> **Record list**
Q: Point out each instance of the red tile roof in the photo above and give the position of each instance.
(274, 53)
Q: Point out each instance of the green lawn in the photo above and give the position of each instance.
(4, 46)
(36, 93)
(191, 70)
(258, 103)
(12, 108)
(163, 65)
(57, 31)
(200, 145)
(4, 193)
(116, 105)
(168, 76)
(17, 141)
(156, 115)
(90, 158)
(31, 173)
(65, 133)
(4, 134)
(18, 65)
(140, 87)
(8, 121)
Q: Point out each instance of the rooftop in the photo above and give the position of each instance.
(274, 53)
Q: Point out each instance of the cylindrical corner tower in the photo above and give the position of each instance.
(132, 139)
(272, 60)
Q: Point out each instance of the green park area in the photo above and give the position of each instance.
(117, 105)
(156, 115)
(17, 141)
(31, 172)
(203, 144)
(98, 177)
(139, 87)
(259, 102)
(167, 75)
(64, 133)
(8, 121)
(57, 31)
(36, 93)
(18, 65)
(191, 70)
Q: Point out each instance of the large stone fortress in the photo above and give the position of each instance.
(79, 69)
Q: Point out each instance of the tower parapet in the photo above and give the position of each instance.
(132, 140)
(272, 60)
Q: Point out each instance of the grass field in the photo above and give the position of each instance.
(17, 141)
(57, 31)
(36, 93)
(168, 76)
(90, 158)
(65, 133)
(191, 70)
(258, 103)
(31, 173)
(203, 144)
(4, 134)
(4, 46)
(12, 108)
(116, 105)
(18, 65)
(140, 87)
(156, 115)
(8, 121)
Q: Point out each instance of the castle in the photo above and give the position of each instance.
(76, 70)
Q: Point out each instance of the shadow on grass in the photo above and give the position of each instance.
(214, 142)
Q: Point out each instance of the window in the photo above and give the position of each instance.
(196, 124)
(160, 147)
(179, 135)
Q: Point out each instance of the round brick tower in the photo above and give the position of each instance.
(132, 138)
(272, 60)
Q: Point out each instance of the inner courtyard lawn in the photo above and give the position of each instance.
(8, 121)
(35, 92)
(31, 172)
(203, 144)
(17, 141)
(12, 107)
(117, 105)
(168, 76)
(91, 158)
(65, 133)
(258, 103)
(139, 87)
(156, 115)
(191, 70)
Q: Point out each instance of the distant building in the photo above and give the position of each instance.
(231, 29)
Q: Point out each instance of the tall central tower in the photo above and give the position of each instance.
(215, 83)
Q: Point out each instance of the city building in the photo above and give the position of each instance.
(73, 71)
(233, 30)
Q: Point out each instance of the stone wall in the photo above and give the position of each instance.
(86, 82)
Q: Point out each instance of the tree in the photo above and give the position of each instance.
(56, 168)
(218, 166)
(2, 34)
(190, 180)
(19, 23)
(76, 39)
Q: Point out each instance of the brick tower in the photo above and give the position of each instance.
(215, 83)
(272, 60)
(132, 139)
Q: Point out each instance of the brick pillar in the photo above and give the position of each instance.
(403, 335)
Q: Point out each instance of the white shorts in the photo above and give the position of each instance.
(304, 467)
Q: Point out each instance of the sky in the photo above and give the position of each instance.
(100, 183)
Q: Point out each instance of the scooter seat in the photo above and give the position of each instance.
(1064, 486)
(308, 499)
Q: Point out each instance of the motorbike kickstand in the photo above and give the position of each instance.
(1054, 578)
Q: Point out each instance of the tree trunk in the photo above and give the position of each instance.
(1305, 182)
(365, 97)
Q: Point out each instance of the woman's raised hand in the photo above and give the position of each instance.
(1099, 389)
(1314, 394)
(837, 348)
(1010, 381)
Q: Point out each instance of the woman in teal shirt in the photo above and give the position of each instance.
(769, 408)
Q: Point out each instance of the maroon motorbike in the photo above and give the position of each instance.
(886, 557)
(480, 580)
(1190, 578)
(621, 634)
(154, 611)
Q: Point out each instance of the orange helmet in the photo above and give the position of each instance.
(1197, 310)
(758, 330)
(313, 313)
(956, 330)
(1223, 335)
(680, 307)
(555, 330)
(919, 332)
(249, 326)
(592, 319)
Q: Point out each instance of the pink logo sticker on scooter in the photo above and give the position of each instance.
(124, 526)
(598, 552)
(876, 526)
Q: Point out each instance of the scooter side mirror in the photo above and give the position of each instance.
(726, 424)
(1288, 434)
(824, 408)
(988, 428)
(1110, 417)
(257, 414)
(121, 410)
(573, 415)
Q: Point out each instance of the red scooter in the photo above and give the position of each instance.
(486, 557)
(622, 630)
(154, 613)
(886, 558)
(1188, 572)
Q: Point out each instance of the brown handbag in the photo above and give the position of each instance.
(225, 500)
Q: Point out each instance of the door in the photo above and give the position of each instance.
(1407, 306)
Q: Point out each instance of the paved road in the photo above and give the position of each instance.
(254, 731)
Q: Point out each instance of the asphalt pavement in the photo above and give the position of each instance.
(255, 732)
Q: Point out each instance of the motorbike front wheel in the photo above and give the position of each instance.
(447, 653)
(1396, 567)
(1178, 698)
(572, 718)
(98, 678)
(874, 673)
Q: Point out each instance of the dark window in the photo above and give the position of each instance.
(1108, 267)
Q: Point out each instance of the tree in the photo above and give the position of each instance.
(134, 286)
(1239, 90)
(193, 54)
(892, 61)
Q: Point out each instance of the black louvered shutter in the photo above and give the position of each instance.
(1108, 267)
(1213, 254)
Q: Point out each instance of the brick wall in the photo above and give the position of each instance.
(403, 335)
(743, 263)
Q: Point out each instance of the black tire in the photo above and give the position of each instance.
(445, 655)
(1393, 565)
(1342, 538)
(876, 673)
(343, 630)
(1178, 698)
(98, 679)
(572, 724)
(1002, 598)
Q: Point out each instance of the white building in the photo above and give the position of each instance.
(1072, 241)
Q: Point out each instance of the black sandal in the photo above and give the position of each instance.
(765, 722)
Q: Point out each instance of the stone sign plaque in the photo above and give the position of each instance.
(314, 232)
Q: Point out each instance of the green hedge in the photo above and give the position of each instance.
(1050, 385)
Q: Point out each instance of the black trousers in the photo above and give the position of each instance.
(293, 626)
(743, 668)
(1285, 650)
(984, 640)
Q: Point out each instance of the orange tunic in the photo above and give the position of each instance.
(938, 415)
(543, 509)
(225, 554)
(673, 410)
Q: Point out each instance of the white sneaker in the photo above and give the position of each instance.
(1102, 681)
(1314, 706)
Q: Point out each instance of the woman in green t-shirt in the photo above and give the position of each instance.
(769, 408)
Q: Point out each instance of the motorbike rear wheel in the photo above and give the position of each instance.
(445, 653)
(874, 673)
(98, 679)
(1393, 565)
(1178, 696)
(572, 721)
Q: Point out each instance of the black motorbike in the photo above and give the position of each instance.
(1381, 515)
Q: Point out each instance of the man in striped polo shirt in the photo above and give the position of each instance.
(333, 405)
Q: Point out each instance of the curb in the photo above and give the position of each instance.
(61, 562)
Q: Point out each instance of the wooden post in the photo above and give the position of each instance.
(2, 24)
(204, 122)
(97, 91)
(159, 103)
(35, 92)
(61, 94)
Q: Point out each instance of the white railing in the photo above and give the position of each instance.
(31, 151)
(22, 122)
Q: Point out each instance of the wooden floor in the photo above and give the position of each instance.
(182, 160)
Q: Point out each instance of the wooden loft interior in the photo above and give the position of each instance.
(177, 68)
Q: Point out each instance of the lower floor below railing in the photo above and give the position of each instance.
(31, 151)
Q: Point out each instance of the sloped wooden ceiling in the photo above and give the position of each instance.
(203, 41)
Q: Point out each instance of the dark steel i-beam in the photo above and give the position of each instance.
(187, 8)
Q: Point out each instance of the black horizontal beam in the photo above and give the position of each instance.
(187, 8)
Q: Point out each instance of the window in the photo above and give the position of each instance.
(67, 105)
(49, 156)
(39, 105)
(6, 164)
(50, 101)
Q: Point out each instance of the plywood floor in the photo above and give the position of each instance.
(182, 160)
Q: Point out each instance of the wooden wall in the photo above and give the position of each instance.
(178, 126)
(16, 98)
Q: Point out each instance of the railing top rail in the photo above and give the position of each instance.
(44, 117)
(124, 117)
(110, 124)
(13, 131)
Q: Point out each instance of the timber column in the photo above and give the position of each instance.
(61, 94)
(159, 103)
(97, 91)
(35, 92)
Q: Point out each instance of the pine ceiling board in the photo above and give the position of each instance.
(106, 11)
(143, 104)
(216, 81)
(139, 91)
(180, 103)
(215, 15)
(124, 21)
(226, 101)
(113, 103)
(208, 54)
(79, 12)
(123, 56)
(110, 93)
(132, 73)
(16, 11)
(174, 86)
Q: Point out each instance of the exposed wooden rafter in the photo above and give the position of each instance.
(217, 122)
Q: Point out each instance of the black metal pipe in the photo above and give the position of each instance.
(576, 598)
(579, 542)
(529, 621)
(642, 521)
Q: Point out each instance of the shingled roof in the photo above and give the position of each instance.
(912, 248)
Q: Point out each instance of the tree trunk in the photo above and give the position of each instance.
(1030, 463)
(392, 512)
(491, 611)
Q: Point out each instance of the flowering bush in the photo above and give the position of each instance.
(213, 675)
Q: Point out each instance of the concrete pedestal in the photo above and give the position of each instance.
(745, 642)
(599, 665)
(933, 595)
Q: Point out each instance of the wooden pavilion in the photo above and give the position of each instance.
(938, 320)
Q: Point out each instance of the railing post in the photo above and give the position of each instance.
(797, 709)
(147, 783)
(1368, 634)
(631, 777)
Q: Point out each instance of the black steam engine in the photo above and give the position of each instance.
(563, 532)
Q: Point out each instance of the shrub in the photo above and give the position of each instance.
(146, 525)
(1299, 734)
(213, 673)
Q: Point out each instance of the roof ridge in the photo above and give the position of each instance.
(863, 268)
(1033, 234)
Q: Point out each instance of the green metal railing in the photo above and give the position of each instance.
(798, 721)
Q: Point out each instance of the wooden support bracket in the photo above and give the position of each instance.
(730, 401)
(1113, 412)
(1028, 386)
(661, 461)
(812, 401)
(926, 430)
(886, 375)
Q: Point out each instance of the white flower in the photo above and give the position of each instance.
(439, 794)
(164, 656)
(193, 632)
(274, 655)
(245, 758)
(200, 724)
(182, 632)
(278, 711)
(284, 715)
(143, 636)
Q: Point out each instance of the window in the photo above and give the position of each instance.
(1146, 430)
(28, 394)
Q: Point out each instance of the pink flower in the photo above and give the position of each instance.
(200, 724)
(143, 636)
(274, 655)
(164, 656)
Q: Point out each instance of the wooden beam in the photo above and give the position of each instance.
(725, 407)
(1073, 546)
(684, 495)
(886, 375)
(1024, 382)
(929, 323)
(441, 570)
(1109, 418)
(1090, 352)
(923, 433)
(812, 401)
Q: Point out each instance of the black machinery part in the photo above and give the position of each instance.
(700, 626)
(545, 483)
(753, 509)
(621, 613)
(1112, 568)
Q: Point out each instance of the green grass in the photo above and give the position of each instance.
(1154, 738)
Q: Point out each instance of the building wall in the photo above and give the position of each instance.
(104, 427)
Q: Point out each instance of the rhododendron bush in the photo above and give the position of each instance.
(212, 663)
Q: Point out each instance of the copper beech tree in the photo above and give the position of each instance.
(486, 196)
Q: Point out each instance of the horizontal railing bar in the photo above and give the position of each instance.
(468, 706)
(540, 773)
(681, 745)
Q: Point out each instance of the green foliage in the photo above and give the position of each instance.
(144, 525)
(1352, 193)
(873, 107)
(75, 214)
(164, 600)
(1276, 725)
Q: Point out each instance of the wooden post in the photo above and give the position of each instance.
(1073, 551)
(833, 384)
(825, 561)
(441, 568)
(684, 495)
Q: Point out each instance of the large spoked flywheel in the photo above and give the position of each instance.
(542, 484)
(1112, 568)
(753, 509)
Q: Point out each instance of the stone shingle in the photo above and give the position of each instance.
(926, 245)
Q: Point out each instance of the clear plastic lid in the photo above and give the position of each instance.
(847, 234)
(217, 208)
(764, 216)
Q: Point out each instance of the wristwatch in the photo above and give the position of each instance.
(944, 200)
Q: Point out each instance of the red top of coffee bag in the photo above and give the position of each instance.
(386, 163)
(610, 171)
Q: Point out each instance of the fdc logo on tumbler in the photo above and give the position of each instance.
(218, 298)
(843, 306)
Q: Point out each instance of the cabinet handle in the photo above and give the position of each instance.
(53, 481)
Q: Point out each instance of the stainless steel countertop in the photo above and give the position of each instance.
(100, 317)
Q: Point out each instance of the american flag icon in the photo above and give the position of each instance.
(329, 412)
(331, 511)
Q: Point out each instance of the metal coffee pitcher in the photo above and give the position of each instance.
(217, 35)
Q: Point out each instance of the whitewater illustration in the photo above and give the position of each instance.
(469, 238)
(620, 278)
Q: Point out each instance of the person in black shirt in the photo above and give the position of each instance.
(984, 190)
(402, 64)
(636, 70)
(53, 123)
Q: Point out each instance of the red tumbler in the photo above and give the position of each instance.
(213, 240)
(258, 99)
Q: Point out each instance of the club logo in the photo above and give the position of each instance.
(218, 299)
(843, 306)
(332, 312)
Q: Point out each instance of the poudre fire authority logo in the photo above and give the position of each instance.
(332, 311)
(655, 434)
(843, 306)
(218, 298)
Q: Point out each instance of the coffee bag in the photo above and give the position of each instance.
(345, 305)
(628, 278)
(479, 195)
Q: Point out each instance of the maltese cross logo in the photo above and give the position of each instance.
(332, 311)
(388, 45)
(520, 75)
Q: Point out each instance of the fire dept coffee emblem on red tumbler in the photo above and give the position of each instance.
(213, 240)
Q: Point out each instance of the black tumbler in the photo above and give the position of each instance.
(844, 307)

> **Written task**
Beginning with the line that contains "Q: Point out each instance of the fdc", repeat every line through the end of the records and nothing more.

> **Solution to the problem**
Q: Point out each instance of the fdc logo on tumbler in the photo above and give the position of each instance.
(218, 298)
(843, 306)
Q: Point out each instance of the cabinet handle in the photo above and give the position of each instance.
(53, 481)
Q: Point out each instance of the stainless steel countertop in the photo above and give the position of each instance.
(100, 317)
Q: Point out each instance of the american flag icon in the photo above and give the position of each instance.
(329, 412)
(331, 511)
Q: Point out each instance of the metal coffee pitcher in the photo above and give the position of each instance.
(217, 35)
Q: Point out each instance of the whitewater illustration in the photo above and give the position of each instance.
(469, 238)
(620, 278)
Q: Point out each instance of the person in black shirt in the photo above and give the position of each instance.
(984, 190)
(402, 64)
(636, 70)
(53, 123)
Q: Point out each instance of the red tumbler in the photo above and give the position of each instance.
(213, 240)
(258, 99)
Q: Point out each instance of the club logo in the photo above and give the position of each instance.
(218, 299)
(843, 306)
(332, 312)
Q: Point out each instance of the poudre fire authority logo in the photo above and give the position of each instance.
(332, 311)
(655, 434)
(843, 306)
(218, 298)
Q: Point out each instance of the coffee bag in the photo above and give the position of each instance.
(345, 305)
(628, 278)
(479, 195)
Q: Point out each instance of the maltese cross logo in the photo above and give the position of each instance.
(332, 311)
(388, 45)
(520, 75)
Q: Point out each instance of the fire dept coffee emblem on red tumbler in the photo above and give the position of each instance.
(213, 240)
Q: Point out each instance of the black tumbler in the photo above and give the position of each instance.
(844, 307)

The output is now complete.